▶ [WHAT YOU NEED TO DO]: Tally the lines of the records that contain the string "tree", then give the total and nothing more.

▶ [DATA LISTING]:
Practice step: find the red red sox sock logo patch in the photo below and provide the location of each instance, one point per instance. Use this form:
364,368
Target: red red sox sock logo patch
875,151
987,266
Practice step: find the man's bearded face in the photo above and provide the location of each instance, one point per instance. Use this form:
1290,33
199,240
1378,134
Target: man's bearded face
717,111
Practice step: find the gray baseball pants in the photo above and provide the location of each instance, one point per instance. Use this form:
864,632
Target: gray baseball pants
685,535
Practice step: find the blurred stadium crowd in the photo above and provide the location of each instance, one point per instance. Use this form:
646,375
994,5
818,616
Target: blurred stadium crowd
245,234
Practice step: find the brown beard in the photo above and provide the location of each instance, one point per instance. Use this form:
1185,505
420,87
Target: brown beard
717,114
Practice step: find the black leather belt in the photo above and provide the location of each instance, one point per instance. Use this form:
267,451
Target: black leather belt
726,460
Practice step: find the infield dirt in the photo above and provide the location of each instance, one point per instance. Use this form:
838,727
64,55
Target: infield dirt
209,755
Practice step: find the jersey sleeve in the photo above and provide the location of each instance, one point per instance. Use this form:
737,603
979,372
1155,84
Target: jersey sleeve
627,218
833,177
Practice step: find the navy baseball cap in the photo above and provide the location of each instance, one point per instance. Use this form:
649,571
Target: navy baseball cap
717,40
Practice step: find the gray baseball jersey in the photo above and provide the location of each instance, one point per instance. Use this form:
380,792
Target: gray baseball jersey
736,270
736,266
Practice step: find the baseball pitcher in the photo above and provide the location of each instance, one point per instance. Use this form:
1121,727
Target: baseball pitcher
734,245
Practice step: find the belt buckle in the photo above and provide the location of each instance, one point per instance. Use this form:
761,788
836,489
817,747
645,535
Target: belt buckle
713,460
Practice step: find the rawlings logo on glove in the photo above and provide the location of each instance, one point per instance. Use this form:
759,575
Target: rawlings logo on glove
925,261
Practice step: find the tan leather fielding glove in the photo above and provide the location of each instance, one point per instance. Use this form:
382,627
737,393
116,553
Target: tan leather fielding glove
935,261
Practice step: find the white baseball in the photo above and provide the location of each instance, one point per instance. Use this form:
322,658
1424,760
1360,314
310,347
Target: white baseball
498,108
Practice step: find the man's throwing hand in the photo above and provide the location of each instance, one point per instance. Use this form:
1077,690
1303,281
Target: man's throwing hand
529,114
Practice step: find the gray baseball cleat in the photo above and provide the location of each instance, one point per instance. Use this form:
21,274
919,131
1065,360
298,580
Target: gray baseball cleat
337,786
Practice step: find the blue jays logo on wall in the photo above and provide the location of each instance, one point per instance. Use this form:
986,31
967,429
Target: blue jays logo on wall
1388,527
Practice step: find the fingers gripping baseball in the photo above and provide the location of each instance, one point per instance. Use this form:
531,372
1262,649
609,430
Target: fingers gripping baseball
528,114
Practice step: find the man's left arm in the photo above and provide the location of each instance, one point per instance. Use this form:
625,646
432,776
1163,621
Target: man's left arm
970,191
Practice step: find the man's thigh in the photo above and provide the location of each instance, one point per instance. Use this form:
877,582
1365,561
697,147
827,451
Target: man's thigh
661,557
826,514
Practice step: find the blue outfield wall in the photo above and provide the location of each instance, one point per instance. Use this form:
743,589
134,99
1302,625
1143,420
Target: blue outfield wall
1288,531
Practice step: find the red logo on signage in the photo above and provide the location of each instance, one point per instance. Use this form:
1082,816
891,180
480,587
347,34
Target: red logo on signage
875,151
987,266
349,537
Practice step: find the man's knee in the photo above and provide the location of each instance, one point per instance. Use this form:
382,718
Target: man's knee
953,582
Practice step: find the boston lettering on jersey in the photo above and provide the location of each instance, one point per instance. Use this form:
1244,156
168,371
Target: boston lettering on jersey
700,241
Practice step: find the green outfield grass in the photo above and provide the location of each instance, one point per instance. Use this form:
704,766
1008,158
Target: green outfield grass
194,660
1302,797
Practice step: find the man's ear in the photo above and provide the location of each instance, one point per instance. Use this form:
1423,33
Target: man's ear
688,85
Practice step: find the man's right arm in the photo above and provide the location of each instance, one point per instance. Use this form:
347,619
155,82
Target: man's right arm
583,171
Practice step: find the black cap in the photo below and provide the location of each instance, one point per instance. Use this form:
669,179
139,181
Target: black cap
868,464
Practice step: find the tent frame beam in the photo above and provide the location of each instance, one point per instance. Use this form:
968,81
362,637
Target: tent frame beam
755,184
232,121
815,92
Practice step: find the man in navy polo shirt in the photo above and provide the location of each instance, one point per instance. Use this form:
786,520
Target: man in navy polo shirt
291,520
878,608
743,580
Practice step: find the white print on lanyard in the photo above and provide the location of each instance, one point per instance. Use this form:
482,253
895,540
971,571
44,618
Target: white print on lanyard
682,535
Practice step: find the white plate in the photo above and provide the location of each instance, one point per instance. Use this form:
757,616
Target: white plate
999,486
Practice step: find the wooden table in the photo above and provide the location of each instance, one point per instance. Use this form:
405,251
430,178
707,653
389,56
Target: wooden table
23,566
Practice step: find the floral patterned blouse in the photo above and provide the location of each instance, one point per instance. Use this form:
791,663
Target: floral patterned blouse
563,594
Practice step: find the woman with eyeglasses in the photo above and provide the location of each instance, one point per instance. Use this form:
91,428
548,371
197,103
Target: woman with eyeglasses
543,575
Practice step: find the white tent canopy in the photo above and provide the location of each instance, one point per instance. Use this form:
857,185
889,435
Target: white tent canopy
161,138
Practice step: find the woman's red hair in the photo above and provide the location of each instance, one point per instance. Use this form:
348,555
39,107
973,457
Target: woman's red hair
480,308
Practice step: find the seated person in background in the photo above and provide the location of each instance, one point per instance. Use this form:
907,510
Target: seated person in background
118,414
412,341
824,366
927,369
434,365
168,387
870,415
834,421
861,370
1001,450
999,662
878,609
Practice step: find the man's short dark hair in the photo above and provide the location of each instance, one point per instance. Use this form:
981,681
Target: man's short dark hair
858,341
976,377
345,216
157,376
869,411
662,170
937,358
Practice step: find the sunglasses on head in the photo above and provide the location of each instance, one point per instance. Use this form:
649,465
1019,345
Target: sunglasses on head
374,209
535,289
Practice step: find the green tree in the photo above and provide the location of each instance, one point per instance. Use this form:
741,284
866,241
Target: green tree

▶ [TASK RESPONSE]: 2